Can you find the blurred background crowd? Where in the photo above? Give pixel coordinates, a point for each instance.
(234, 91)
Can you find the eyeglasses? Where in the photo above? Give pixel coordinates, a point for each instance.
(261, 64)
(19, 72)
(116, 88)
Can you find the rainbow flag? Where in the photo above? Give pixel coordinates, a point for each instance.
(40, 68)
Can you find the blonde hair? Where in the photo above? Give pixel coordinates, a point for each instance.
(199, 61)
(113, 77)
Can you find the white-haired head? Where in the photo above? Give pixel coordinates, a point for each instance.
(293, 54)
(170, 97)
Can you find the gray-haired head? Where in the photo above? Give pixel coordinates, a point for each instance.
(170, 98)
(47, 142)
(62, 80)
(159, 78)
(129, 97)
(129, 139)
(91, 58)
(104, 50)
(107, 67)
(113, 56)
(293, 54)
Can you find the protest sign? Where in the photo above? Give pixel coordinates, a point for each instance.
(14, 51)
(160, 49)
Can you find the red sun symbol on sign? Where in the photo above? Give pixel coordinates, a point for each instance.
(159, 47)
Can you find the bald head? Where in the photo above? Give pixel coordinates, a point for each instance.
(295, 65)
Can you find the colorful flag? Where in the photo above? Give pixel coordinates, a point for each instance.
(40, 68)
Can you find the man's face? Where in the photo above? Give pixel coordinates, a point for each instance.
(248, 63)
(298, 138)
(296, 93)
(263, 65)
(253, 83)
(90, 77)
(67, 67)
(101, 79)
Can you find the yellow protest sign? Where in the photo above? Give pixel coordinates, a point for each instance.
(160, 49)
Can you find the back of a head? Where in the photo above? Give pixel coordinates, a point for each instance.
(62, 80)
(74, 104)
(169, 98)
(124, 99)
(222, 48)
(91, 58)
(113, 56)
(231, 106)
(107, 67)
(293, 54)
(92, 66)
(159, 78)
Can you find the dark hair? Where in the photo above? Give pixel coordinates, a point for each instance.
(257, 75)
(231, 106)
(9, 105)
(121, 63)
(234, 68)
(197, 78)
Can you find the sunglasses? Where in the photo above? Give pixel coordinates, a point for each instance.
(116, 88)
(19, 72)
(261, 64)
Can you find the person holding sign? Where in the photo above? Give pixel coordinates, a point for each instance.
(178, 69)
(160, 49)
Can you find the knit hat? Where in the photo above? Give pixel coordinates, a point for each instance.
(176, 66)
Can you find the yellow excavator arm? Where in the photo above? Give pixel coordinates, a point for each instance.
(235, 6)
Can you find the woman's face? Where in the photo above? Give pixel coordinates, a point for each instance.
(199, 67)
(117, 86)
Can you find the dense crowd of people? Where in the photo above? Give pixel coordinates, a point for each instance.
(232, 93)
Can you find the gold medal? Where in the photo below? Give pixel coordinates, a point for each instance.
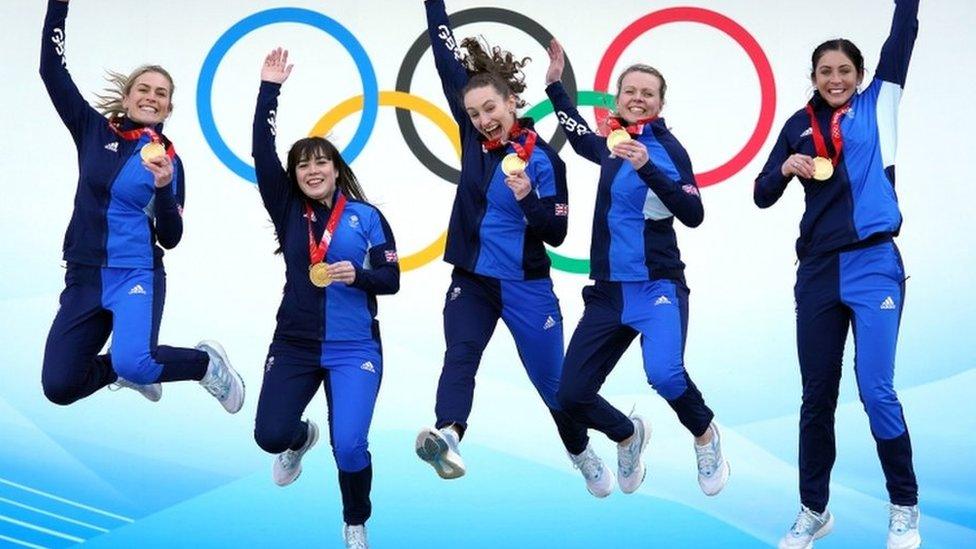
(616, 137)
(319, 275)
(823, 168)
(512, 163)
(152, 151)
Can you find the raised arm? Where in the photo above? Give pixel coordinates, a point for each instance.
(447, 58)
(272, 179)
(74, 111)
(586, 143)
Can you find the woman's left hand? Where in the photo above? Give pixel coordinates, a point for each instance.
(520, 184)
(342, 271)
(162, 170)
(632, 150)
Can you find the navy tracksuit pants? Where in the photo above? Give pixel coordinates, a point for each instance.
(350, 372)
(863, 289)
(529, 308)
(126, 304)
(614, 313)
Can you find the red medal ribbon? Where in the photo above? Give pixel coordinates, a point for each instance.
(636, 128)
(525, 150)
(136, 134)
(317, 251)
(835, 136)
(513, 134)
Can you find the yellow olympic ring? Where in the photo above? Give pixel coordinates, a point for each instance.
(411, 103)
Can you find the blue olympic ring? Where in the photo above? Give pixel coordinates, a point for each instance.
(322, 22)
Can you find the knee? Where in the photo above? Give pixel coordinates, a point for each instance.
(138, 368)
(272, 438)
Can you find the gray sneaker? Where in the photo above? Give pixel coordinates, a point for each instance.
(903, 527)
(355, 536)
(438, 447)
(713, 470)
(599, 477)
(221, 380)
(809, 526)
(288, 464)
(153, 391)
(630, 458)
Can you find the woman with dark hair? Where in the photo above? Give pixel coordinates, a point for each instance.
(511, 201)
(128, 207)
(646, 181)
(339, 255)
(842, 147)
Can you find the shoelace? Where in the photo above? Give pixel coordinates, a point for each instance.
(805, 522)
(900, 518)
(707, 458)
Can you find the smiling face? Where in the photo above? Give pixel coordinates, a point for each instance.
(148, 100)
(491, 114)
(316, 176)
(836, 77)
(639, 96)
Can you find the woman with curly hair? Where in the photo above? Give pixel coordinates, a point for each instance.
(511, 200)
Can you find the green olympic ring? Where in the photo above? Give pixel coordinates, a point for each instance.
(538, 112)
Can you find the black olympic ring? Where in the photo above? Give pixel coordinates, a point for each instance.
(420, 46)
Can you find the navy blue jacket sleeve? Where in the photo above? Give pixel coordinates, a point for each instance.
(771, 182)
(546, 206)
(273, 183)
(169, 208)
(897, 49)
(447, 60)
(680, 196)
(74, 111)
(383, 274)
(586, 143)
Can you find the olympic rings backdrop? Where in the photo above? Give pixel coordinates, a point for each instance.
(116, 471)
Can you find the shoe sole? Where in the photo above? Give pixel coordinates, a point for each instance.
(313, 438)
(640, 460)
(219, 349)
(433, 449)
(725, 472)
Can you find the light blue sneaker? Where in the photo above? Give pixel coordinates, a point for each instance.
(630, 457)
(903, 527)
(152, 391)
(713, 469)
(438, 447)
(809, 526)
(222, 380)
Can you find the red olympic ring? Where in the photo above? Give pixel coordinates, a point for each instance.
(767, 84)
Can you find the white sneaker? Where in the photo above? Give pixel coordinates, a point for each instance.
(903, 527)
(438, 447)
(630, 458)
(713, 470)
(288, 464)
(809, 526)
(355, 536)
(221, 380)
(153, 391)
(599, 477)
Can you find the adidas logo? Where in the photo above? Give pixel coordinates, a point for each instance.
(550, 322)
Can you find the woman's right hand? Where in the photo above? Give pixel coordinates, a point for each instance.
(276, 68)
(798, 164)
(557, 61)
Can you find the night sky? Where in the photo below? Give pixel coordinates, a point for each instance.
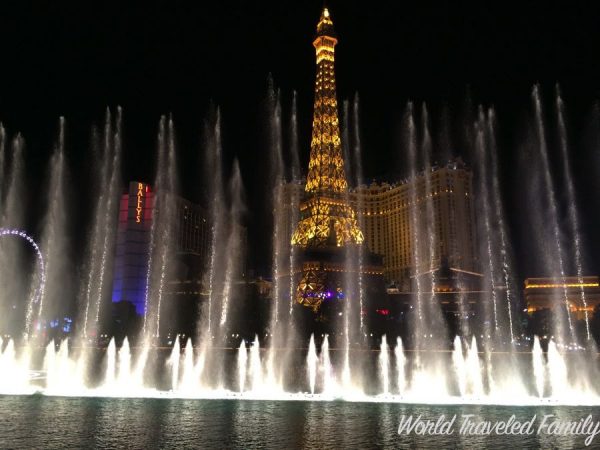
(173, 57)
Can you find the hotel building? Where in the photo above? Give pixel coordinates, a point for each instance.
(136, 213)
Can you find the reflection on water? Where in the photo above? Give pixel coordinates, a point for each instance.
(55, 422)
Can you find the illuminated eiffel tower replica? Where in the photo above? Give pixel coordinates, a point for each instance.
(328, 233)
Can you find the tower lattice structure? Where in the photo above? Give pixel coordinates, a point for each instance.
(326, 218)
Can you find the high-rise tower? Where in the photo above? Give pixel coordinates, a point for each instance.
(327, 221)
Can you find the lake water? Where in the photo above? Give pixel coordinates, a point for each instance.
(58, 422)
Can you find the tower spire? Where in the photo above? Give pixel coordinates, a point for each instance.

— HOW TO COMPLETE THIS TASK —
Pictures should be skipped, and the records retyped word for word.

— TASK OUTPUT —
Can you find the blurred background crowd? Where in the photo above? Give pixel coordinates, a point for each instance.
(234, 91)
Can you find the eyeglasses? Where in the photo above? Give pixel coordinates, a point for each instance.
(261, 64)
(19, 72)
(116, 88)
Can you find the rainbow flag? Where in the photo above? Give pixel coordinates, a point for each instance.
(40, 68)
Can you find the blonde hair? Where in the photo above? Give pixel coordinates, a point for each instance.
(199, 61)
(113, 77)
Can you find the white-haired head? Where in the photo above? Give pixel coordinates, a point for each instance.
(293, 54)
(170, 97)
Can you find the gray-haired head? Where in the photo above? Give pixel coordinates, a point for each instance.
(170, 98)
(47, 142)
(62, 80)
(159, 78)
(129, 97)
(129, 139)
(91, 58)
(104, 50)
(107, 67)
(113, 56)
(293, 54)
Can you find the protest sign? Where in the photo above? Give pixel coordinates, a point for each instance.
(14, 51)
(160, 49)
Can you find the red sun symbol on sign? Where in the photo above? Give pixel coordinates, a point for each instance.
(159, 47)
Can you find the bald head? Where in the photo above? Give pixel coordinates, a point for each instance.
(295, 65)
Can you find the colorful flag? Where in the photo above? Give pixel coordinates, a point for each instance.
(40, 68)
Can you find the man's face? Where in the photo above? Give pixel coordinates, a point for each instance.
(248, 63)
(298, 138)
(296, 93)
(263, 65)
(253, 83)
(90, 77)
(67, 67)
(101, 79)
Can you find the yellow protest sign? Where in the photo above? Give pixel coordinates, a point for each instance.
(160, 49)
Can you find the back of a head? Where in the photo above? Give pixel coordinates, a point for each instance.
(62, 80)
(74, 104)
(169, 98)
(124, 99)
(222, 48)
(91, 58)
(113, 56)
(231, 106)
(107, 67)
(293, 54)
(92, 66)
(159, 78)
Can you find the dark hair? Where in the photo above? Give pixel coordinates, a point for each instance.
(257, 75)
(231, 106)
(9, 105)
(121, 63)
(234, 68)
(197, 78)
Can you find the sunglasses? Where in the photo above? Give pixel coordinates, a point for each instance.
(116, 88)
(19, 72)
(261, 64)
Can you find the person holding sign? Where in the photo above? Give pixel coordinates, a point for each instance.
(178, 69)
(160, 49)
Can you find the knit hat? Where in the photo above? Give pixel coordinates, a point for each instance.
(176, 66)
Can you find the yellow excavator arm? Where in the photo above? Give pixel coordinates, a point for each instance.
(235, 6)
Can you find the woman's face? Where in the photo above? Give pixel coordinates, a point for each instance.
(199, 67)
(117, 86)
Can you find the dense crowd of people? Where in the photo above? Give pixel coordinates, a point for each instance.
(232, 93)
Can you find the gold medal? Where in the photo below? Give pixel coordinates, a point for each instance.
(616, 137)
(319, 275)
(823, 168)
(512, 163)
(152, 151)
Can you find the raised arm? Where in the photo above? Give pixel coordinates, a point for each instance.
(447, 58)
(272, 179)
(74, 111)
(586, 143)
Can you find the woman's left hand? Where in the photo above? Give pixel coordinates, a point for each instance.
(520, 184)
(342, 271)
(162, 170)
(632, 150)
Can you find the navy tracksuit pants? Where in the photo above? Give pixel coordinates, a point for each instance.
(350, 372)
(863, 289)
(529, 308)
(126, 304)
(614, 313)
Can you find the red medal ribbon? Where in the photo above? Give pixel coordinates, a point for each instance.
(636, 128)
(525, 150)
(136, 134)
(317, 251)
(835, 136)
(513, 134)
Can you find the yellow olympic ring? Where in the photo above? Give pixel coordinates, a point for each instance.
(411, 103)
Can you find the blue olympic ring? Where in the photo above? Give pixel coordinates, a point for each instance.
(322, 22)
Can you find the knee? Where in the photo above? Give pixel coordinates, a point for each instance.
(138, 368)
(272, 438)
Can you find the gray sneaker? Where in the photo above? Give pixel coordinates, a point for each instance.
(903, 527)
(355, 536)
(438, 447)
(713, 470)
(599, 477)
(221, 380)
(809, 526)
(288, 464)
(153, 391)
(630, 458)
Can you find the woman with dark hair? Where in the photo above? Give pixel coordinates, a point for each instance.
(511, 201)
(128, 207)
(646, 181)
(339, 255)
(842, 147)
Can you find the shoelace? Where in the photo above? Give pixel coordinates, a point for each instance.
(805, 522)
(900, 518)
(707, 458)
Can you find the smiling face? Where in the photo above? Give pixel coordinates, a point for each instance.
(148, 100)
(491, 114)
(316, 176)
(836, 77)
(639, 96)
Can you find the woman with curly hair? Where in the photo above? Give pixel coordinates, a point for each instance.
(511, 200)
Can you find the green olympic ring? Where in the photo above? Give pixel coordinates, a point for each instance.
(538, 112)
Can you find the black olympic ring? Where in the photo above? Give pixel coordinates, a point for each instance.
(420, 46)
Can you find the navy blue jacket sleeve? Where in the photo above? Give pixel coordinates, a point for each instance.
(771, 182)
(546, 206)
(273, 183)
(169, 208)
(897, 49)
(447, 60)
(680, 196)
(74, 111)
(383, 274)
(586, 143)
Can you find the olympic rings backdrop? Where in the photo above? Give pixel coordinates, a point for each instance.
(116, 471)
Can you find the shoe sole? Where in the photo above? Give pixel coordinates, a point for each instance.
(313, 438)
(640, 460)
(219, 349)
(433, 449)
(725, 472)
Can you find the light blue sneaker? Where in the photo above? Give pixel coordinates, a point for each instance.
(630, 457)
(903, 527)
(152, 391)
(713, 469)
(438, 447)
(809, 526)
(222, 380)
Can you find the red olympic ring? Where in the photo above? Give pixel coordinates, a point for each instance.
(767, 84)
Can you find the white sneaker? Where in the photo above? Give pixel coordinates, a point for each instance.
(903, 527)
(438, 447)
(630, 458)
(713, 470)
(288, 464)
(809, 526)
(355, 536)
(221, 380)
(153, 391)
(599, 477)
Can you find the adidas logo? Where in the photo above? Give pixel coordinates, a point for each instance.
(550, 322)
Can you find the woman's right hand? Where in the photo above? Give pixel coordinates, a point for each instance.
(276, 68)
(798, 164)
(557, 61)
Can you find the night sky? Where in the photo below? Give pixel coordinates, a point for each instance.
(173, 57)
Can you find the hotel building? Where in the photo above? Give pixel coordinates, a point for each instance.
(136, 213)
Can you find the reflection on water? Where in the photo above? Give pixel coordinates, a point for each instance.
(55, 422)
Can you find the illuminated eiffel tower replica? Where in the photo above? Give pixel coordinates, a point for each instance.
(328, 233)
Can you find the tower lattice structure? Where in the photo above? Give pixel coordinates, a point for each instance.
(326, 218)
Can you find the high-rise tower? Where in the photo above? Give pixel coordinates, a point for each instance.
(327, 221)
Can you find the lake water? Where in the photo above? Give pixel coordinates, a point for each instance.
(58, 422)
Can you find the tower spire? Where in the photo above? Give pixel coordinates, a point for each instance.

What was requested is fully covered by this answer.